▶ [Work to complete] Which lines below contain the string "instance", with matching case? Collect each of those lines and copy it in full.

▶ [Record extracts]
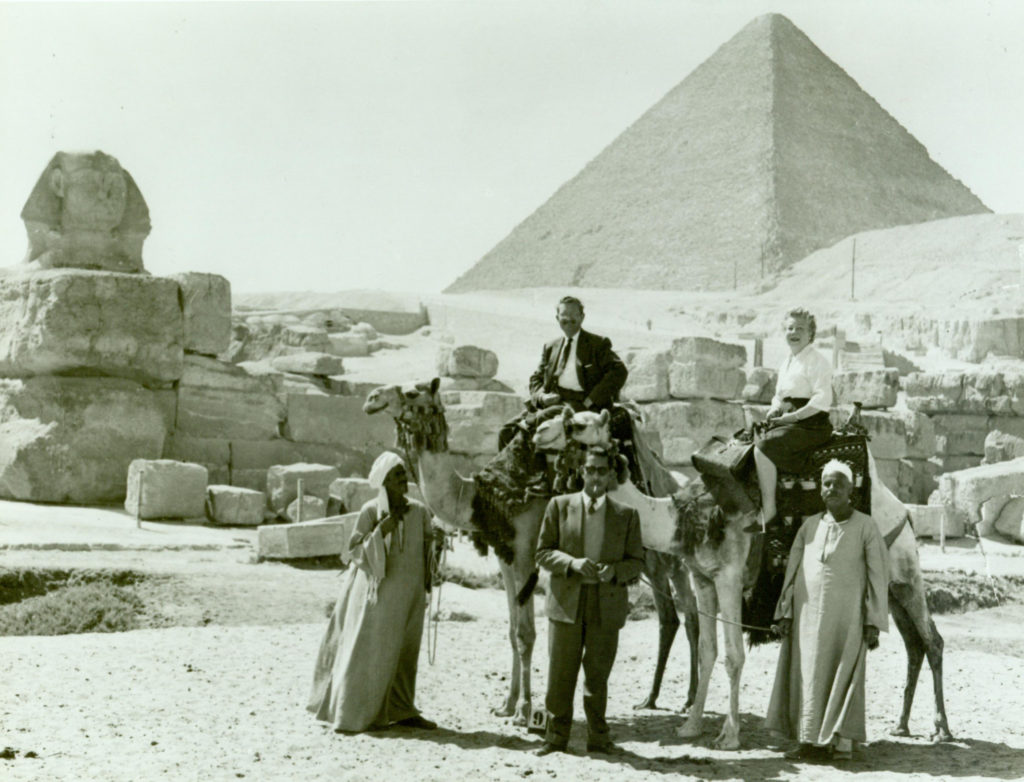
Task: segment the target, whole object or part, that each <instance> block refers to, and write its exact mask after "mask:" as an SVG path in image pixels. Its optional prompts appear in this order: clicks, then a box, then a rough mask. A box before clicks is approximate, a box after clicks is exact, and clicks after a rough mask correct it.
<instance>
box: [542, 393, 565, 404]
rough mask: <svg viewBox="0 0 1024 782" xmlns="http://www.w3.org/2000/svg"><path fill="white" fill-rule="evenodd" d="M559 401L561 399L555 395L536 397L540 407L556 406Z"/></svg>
mask: <svg viewBox="0 0 1024 782" xmlns="http://www.w3.org/2000/svg"><path fill="white" fill-rule="evenodd" d="M561 400H562V397H560V396H559V395H558V394H556V393H550V394H541V395H540V396H539V397H538V401H539V402H540V404H541V406H542V407H550V406H552V405H554V404H558V403H559V402H561Z"/></svg>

▶ [Answer section]
Task: segment the target, whole object or part, that each <instance> block refers to, and write its exact mask after "mask:" as an SVG path in image pixels. Its optional prompts appear in this order: clicks, then a box, then a rough mask. A box before clicks is approximate, a box after clicks is exact, and clicks after a rough mask correct it.
<instance>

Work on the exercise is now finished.